═════ Material for the task
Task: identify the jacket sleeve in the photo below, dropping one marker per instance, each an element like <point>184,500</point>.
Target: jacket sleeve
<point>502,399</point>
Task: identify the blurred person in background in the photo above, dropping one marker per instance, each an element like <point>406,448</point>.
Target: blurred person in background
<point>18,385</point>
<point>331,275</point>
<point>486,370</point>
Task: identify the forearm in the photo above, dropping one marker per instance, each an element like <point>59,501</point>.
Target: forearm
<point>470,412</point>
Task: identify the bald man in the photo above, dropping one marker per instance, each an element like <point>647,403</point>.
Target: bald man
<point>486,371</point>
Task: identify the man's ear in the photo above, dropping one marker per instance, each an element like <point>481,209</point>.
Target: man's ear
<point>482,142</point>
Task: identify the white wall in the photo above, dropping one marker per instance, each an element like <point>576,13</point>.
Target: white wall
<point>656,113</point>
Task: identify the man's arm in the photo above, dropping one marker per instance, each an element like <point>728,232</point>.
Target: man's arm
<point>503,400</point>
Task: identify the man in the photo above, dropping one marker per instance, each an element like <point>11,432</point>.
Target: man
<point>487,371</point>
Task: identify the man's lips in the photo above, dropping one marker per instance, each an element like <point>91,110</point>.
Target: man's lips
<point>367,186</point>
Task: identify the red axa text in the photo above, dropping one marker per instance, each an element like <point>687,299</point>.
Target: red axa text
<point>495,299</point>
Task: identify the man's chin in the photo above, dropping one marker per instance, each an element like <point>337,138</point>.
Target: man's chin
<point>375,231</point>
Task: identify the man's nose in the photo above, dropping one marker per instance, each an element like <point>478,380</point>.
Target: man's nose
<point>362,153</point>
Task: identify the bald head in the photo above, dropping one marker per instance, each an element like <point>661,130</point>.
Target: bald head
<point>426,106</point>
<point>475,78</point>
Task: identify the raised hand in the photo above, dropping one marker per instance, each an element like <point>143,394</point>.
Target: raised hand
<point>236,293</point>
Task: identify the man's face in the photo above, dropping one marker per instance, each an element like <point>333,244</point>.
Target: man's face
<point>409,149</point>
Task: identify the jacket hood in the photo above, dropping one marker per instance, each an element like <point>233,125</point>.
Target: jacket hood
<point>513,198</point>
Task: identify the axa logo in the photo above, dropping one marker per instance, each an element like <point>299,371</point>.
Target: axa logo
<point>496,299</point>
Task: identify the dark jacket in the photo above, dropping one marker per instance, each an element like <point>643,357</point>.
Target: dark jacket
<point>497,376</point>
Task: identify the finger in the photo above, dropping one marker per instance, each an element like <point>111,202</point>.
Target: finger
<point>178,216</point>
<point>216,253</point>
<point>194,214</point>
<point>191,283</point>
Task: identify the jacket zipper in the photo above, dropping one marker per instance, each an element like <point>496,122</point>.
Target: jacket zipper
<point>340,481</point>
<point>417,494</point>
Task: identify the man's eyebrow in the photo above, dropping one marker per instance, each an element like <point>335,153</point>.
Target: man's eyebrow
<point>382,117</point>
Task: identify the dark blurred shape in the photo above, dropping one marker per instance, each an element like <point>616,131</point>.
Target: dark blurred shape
══════════
Given instruction -> Copy all of the rows above word for word, with no changes.

Finished exercise ->
Task: identify the jacket sleeve in the photo below, dropping one marker per instance, each an element like <point>184,500</point>.
Target: jacket sleeve
<point>502,399</point>
Task: identify the blurred person in background in the photo above, dropping one marker per instance, each an element like <point>406,448</point>.
Target: blurred person in background
<point>18,385</point>
<point>331,275</point>
<point>486,370</point>
Task: identify the forearm in the photo above, dropping one marker per instance, each an element like <point>59,501</point>.
Target: forearm
<point>470,412</point>
Task: identify the bald man in the photo above, dropping one marker per instance, each an element like <point>647,403</point>.
Target: bald man
<point>486,371</point>
Task: identify the man's ear in the photo above, dropping one marker per instance, each an element like <point>481,209</point>.
Target: man's ear
<point>482,142</point>
Task: identify the white wall in the photo above, dropping one marker per instance, each an element like <point>576,13</point>.
Target: white wall
<point>656,113</point>
Task: identify the man's arm in the photo above, dropping one marker per instance, each an element like <point>728,232</point>.
Target: man's arm
<point>503,400</point>
Task: identify the man in the photo above, dropping one marker per instance, each an element like <point>11,432</point>.
Target: man
<point>487,371</point>
Task: identify the man's lips in the photo above, dropping one marker per instance, each an element like <point>91,110</point>.
Target: man's lips
<point>367,186</point>
Task: identify the red axa text in the photo above, dropping one marker per instance, each an element like <point>687,299</point>.
Target: red axa text
<point>495,299</point>
Task: identify the man's chin in the photo above, dropping one marker per instance, each an element like <point>337,138</point>.
Target: man's chin
<point>375,231</point>
Task: identify the man's nose in the photo above, dropping one marker per instance, each an element like <point>478,380</point>.
Target: man's nose
<point>362,153</point>
Task: identify the bald head in the photo above, dropping one marker per instance, each an element like <point>661,130</point>.
Target: bald head
<point>426,106</point>
<point>475,78</point>
Task: identify the raised hand in the photo above, dropping one marker per instance, each an element like <point>143,394</point>.
Target: raised hand
<point>236,293</point>
Task: identify the man's face in the photo above, dropping one marker per instance, each an element like <point>333,244</point>.
Target: man's face
<point>409,149</point>
Task: identify the jacket hood in the photo above, dropping one marker per instance, each an element like <point>233,125</point>.
Target: jacket hood
<point>513,198</point>
Task: identify the axa logo in the photo above, dropping one marker per instance, each an element like <point>299,371</point>.
Target: axa logo
<point>496,299</point>
Task: identify the dark jacket in the photo above, dropping one marker per instance, each an element like <point>643,357</point>.
Target: dark jacket
<point>497,376</point>
Task: identify the finger in the photo above, dropping one marker per instance, each an element like <point>111,202</point>.
Target: finger
<point>178,216</point>
<point>216,253</point>
<point>194,214</point>
<point>191,283</point>
Task: identify the jacket zipper in the photo above, dropping one marker per instance, each an element like <point>496,122</point>.
Target: jacket zipper
<point>340,481</point>
<point>417,494</point>
Task: identify the man's eyebrow in the photo above, dropping one marker per instance, each an element like <point>335,153</point>.
Target: man's eyebrow
<point>382,117</point>
Task: identify the dark blurred shape in the photo above, dropping one marker per instance, each an element like <point>616,131</point>.
Target: dark blurred shape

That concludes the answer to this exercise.